### Point annotation records
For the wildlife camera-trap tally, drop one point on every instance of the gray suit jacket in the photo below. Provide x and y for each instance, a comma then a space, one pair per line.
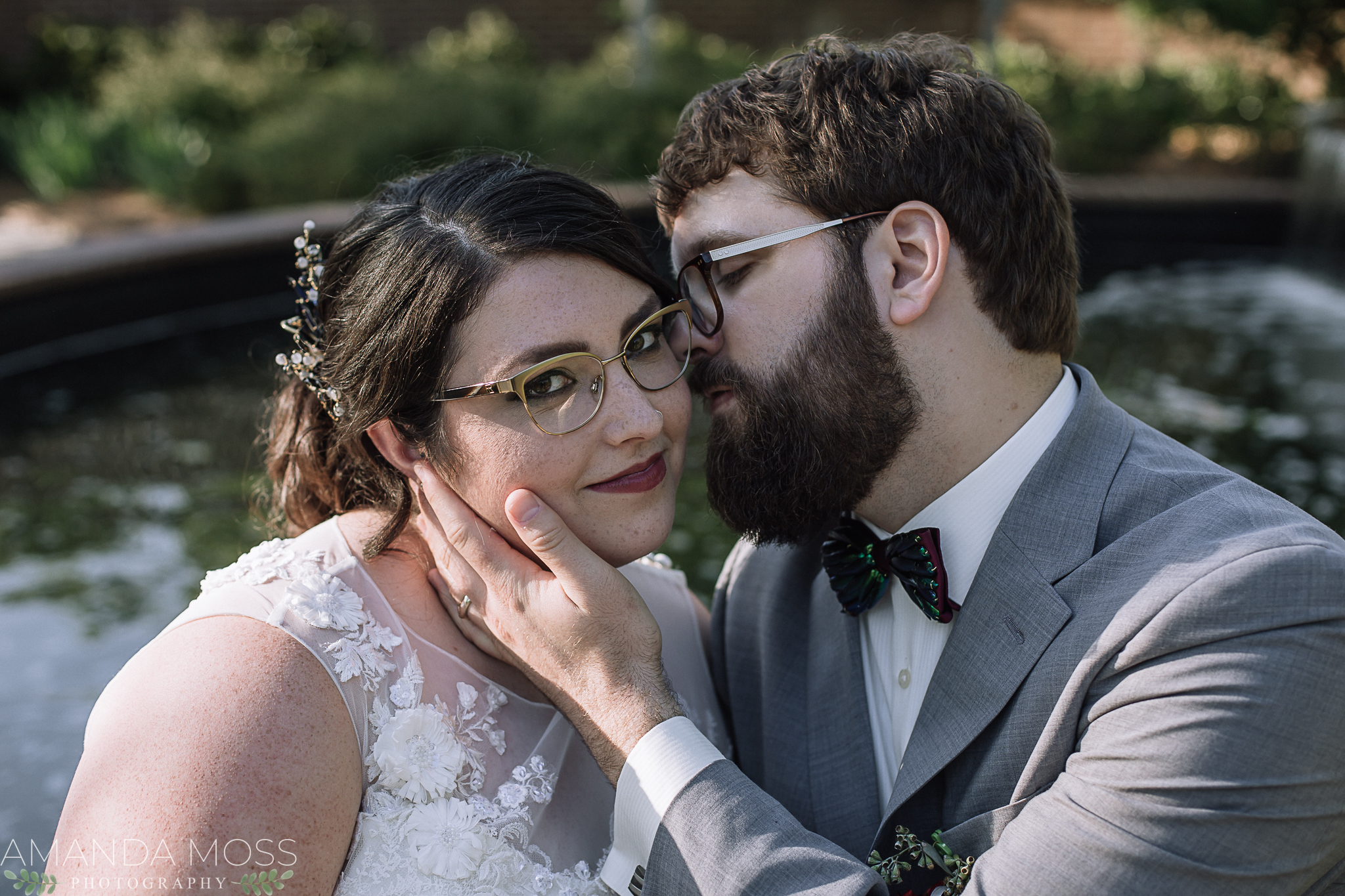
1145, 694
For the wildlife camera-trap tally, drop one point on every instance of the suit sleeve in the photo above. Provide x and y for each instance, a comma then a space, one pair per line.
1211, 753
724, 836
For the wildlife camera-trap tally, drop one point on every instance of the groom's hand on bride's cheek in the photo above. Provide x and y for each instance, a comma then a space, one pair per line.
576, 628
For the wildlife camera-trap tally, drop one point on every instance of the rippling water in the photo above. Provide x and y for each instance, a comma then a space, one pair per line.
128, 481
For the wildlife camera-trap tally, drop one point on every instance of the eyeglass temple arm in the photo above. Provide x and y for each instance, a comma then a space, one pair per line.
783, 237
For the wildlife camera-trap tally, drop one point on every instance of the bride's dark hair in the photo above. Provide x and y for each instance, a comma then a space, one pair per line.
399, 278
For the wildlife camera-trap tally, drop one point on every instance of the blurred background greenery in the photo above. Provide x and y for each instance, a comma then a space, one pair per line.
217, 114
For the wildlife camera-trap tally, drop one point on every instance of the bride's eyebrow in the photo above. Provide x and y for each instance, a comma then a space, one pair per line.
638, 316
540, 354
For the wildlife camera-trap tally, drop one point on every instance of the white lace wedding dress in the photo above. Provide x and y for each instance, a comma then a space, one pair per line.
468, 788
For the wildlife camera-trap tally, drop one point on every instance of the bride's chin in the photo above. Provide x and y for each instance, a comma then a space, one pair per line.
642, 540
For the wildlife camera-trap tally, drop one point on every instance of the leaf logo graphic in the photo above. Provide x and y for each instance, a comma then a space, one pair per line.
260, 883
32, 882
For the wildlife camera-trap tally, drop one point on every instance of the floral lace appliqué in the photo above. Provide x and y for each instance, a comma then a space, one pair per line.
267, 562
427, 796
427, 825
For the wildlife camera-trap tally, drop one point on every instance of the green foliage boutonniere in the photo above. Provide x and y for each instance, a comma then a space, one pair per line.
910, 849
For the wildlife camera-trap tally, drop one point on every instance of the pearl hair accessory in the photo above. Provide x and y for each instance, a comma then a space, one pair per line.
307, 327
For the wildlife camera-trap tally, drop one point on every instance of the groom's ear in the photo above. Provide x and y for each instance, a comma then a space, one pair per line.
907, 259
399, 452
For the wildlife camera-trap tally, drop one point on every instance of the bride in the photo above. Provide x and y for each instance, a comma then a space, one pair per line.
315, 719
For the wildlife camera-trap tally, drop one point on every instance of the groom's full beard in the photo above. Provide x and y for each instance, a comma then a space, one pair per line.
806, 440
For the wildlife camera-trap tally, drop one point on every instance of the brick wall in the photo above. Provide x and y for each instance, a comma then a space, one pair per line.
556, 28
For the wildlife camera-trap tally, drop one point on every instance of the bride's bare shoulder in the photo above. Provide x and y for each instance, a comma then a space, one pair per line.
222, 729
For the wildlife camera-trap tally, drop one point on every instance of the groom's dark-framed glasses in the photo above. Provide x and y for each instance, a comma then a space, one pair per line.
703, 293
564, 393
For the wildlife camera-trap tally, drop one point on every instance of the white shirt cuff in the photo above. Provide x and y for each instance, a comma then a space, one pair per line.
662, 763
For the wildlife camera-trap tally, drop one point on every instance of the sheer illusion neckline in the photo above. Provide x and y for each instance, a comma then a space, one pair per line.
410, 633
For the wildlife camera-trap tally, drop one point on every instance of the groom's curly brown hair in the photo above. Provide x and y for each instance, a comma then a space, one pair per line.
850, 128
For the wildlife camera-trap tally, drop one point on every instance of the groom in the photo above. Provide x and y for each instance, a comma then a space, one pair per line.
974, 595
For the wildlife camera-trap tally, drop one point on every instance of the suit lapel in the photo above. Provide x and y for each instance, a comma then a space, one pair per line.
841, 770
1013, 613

### Task description
Could you write out all the rows again, substituting "wedding album tally" for each "wildlife camera-trap tally" and keeping everything else the same? Leave the pictures out of your answer.

### Written response
For the wedding album tally, drop one point on every instance of the gray suit jacket in the photo below. Provide x and y for each instance, a comma then a space, one pair per line.
1145, 694
For the wedding album tally, drop one point on every instance of the suit sleeve in the photo above. Provide x and y for each instance, a comma then a space, one pair per line.
1211, 753
724, 836
For the wedding album tally, drop one point on every instance of the groom's hand on bride's cheek in the photo above. Provide x and y for each instance, a comma then a space, one pair per line.
576, 628
For the wedding album tally, drop one point on every instance of the rippling water in the photo above. Provide x and y for each instance, a comma then a space, one pair per line.
128, 481
For the wedding album tally, drop one point on every instance of the eyeglass temple arm in the photo above. Provide x and y for each instance, a comma then a space, one pair per line.
783, 237
For the wedding album tally, drop one point on every instance of the bride's dark hair in the photo above. Provide x and y for each instance, a comma then a space, one pair per line.
399, 278
For the wedding album tally, drop one point on every instance of the blurred background greenery in the photo above. Provide x and y for each instance, a comma then a space, one pair per line.
217, 114
For the wedding album tally, drop one point on every instance of the bride's eyebrow in the photo above. Provide x and y for each instance, a comma then a space, one pair per line.
638, 316
540, 354
For the wedding album tally, drop one point on every instance of the white lace wedding dress in the photo above. Provide x and y for each instance, a comma then a space, one pair per line.
468, 788
For the wedding album tally, drop one point on every instance of the bride's chin in the photo above. Provide x and y for each instance, a comma then a space, one pair per line.
642, 540
For the wedding album tally, drop one point on every instance of the leaf logo graphic in the photo above. Provide x and y for each instance, a comma then a space, one pair per line.
260, 883
32, 882
For the wedding album tally, drop one point on every instance of the floral lace appliqué in the photo above. Provide x and y for each instance, a comma then a space, one pair per line.
267, 562
427, 796
427, 825
For the wedding album tally, drop one point on every instance of the green foliage boutonniere in the photo above. Provide x and y for each instance, a comma then a space, one pair per line.
910, 849
For the wedding album tally, drop one point on every instance of the pearl hair accessory in the photo above. Provide x and y for each instance, a comma then a space, one pair per line.
307, 327
For the wedding album tally, drop one point on every instance of the groom's ear in the photo above. Provide x and y for each instance, a comma then a space, one pair per line.
907, 259
399, 452
For the wedding album tally, drop one point on every instance of the bride in the photo above. Provide x and y for each instance, a comma then a space, one pair per line.
315, 719
For the wedding album tally, drop one point on every instance of the groom's full beard in the photo above. Provide x and y for each instance, a comma then a space, one pair per line.
806, 440
For the wedding album tally, drop one point on every instance of the brick wall in the photo above. Provide x and y for each instance, a comma then a space, one pair per line.
556, 28
For the wedding album tally, drop one point on every instance of the bride's bare shoulder in the photo above. Provide x and y for each instance, a comma then a space, one pair per line.
222, 729
For the wedding album tally, drop one point on every instance of the groom's dark-framed glasses in the photo above. Provide x and y for each instance, a comma then a space, one pair per line.
703, 293
564, 393
For the wedding album tally, drop one point on every instance of the white shirt cuff in the photo above. Provide x and y for each instance, a comma then a space, one pair per line.
662, 763
For the wedding album tally, drop one point on every instance of the sheer illusion neckline in the photo above. Provide x and y for each instance, a comma then a space, one pair per line.
410, 633
For the wedding album tally, drop one point on every instance of the groom's curly brown hair in the photo above. Provide x and y for each instance, a comma then a space, one pair per line.
850, 128
For the wedding album tally, drop one point on every instance of the groom in the photo above. Provide x and y for each instance, a comma then a space, one pair per line.
974, 595
For the wedding album tally, drop one point on every instance of the suit lapel in the photo above. Provide x and y for each instance, a comma then a space, one pair per line.
841, 770
1013, 613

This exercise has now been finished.